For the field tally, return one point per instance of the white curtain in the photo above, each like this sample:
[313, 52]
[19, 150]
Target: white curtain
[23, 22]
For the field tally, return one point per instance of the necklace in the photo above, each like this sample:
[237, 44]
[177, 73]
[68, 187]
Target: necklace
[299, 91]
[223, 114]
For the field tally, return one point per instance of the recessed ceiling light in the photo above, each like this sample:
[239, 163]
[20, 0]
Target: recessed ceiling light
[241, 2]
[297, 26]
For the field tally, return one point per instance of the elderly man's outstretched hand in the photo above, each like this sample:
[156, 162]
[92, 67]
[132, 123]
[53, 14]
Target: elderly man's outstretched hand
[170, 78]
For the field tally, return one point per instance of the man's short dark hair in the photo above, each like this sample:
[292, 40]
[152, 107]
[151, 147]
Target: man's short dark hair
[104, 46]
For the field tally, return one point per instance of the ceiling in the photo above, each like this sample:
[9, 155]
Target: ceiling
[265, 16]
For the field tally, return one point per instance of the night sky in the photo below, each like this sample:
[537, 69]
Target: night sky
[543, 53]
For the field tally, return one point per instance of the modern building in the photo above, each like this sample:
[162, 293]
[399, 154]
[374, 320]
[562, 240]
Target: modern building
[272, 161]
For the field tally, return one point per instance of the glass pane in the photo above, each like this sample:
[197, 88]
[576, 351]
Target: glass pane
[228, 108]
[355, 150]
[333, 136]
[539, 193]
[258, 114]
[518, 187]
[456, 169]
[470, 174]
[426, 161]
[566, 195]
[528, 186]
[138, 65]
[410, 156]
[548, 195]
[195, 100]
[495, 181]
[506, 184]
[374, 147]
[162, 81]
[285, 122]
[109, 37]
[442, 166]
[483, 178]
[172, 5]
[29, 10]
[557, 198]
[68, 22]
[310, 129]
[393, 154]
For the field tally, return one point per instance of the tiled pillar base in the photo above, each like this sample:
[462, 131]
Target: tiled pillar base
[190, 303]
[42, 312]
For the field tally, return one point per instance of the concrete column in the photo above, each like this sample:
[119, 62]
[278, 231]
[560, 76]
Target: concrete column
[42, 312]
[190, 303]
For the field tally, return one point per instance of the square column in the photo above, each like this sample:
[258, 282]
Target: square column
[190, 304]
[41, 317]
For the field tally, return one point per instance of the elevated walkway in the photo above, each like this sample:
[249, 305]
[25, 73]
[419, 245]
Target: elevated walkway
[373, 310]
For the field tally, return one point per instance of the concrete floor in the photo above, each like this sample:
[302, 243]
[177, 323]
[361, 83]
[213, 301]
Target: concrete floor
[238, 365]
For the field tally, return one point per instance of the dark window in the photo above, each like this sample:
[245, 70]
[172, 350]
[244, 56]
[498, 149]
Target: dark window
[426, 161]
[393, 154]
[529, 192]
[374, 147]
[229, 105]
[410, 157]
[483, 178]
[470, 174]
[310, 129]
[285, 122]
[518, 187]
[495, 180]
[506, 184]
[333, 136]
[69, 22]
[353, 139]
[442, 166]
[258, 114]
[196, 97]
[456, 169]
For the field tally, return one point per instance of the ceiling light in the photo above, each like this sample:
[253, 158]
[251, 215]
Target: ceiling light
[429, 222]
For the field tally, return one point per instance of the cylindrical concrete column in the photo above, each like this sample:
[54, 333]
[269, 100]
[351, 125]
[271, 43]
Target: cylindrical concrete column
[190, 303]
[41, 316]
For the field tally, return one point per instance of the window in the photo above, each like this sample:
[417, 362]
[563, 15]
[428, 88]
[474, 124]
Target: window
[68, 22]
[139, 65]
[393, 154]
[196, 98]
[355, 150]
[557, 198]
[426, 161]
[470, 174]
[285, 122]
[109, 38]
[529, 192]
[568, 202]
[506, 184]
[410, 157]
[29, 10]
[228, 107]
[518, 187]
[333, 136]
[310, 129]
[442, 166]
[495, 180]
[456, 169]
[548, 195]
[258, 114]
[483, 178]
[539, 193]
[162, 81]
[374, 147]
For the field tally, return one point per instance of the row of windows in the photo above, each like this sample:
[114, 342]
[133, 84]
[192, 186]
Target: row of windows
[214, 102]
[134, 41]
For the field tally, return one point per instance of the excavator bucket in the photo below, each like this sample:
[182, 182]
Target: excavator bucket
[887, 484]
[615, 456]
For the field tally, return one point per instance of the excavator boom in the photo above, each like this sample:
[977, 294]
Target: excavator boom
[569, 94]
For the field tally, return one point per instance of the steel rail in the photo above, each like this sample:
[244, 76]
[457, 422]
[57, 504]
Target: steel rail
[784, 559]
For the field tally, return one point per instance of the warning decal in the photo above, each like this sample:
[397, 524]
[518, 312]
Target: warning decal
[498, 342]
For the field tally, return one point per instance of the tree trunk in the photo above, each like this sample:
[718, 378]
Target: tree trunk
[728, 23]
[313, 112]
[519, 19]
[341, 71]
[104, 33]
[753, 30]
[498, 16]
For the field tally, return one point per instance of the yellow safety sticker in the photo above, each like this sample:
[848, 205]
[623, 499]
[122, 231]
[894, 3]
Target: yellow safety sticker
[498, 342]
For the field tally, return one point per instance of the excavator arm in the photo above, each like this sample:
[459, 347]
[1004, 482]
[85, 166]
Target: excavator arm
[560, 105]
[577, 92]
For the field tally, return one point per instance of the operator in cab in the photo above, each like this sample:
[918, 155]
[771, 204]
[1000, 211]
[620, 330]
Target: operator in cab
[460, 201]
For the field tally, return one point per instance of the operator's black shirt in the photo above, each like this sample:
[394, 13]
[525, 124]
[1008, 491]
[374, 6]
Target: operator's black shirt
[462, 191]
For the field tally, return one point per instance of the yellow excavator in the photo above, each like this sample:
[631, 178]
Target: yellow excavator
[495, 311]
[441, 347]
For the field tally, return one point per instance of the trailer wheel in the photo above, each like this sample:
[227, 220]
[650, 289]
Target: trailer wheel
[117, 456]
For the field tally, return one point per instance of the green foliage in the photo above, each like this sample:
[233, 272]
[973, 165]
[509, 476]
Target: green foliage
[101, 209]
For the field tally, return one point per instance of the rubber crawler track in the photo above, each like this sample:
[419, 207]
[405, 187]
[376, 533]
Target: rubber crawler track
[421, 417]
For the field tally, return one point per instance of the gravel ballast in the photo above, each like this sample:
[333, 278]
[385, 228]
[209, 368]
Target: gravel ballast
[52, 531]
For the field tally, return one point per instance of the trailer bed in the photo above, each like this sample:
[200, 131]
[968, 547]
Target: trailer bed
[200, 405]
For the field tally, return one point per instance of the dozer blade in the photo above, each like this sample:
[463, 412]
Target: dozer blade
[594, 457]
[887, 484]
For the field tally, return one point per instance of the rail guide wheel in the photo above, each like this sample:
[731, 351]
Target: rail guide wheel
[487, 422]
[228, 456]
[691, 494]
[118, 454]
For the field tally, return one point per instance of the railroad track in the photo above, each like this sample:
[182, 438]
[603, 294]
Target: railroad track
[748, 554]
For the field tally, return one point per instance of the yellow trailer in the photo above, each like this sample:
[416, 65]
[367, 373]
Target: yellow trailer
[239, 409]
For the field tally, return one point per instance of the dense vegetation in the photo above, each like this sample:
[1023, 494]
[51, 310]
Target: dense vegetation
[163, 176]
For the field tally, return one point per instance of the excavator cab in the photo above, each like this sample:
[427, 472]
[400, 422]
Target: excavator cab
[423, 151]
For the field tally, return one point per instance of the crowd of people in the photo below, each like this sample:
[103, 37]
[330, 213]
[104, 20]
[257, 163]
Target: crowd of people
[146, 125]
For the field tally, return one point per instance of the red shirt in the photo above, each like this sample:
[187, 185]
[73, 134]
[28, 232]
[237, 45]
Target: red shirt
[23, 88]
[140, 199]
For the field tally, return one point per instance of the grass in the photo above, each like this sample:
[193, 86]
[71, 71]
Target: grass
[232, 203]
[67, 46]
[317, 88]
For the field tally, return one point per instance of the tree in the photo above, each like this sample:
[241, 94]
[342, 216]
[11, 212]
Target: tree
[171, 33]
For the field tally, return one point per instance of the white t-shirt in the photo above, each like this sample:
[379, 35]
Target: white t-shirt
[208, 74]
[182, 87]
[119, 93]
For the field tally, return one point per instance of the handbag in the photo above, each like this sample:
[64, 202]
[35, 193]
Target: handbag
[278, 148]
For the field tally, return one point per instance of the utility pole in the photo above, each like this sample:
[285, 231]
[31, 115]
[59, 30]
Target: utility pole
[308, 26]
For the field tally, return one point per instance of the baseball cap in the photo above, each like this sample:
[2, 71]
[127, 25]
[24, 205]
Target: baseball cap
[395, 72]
........
= Votre tâche =
Pouvez-vous recopier toutes les lignes, de celle qui contient "the tree in" jusqu'à la fin des enregistrements incluse, sans en omettre aucune, en augmentant de 127 chaque coordonnée des points donnés en réponse ?

= Réponse complète =
For the field tally, return one point per instance of the tree in the photo above, each like this sample:
[241, 94]
[342, 216]
[11, 212]
Target: tree
[298, 160]
For the field tally, return one point per instance of the white t-shirt in the photo above, each like this sample:
[379, 35]
Target: white t-shirt
[335, 201]
[309, 214]
[246, 220]
For the field tally, return one point per instance of the handbag in the photo above, each like this sample:
[64, 202]
[35, 193]
Target: handbag
[405, 275]
For the field tally, return one point per instance of the utility pole in the photo above, each like this sample:
[285, 231]
[31, 115]
[59, 30]
Target: utility pole
[435, 153]
For the field tally, return one point per instance of the baseball cap in the photo above, each like this sample:
[2, 71]
[127, 25]
[24, 205]
Target: baseball cap
[522, 199]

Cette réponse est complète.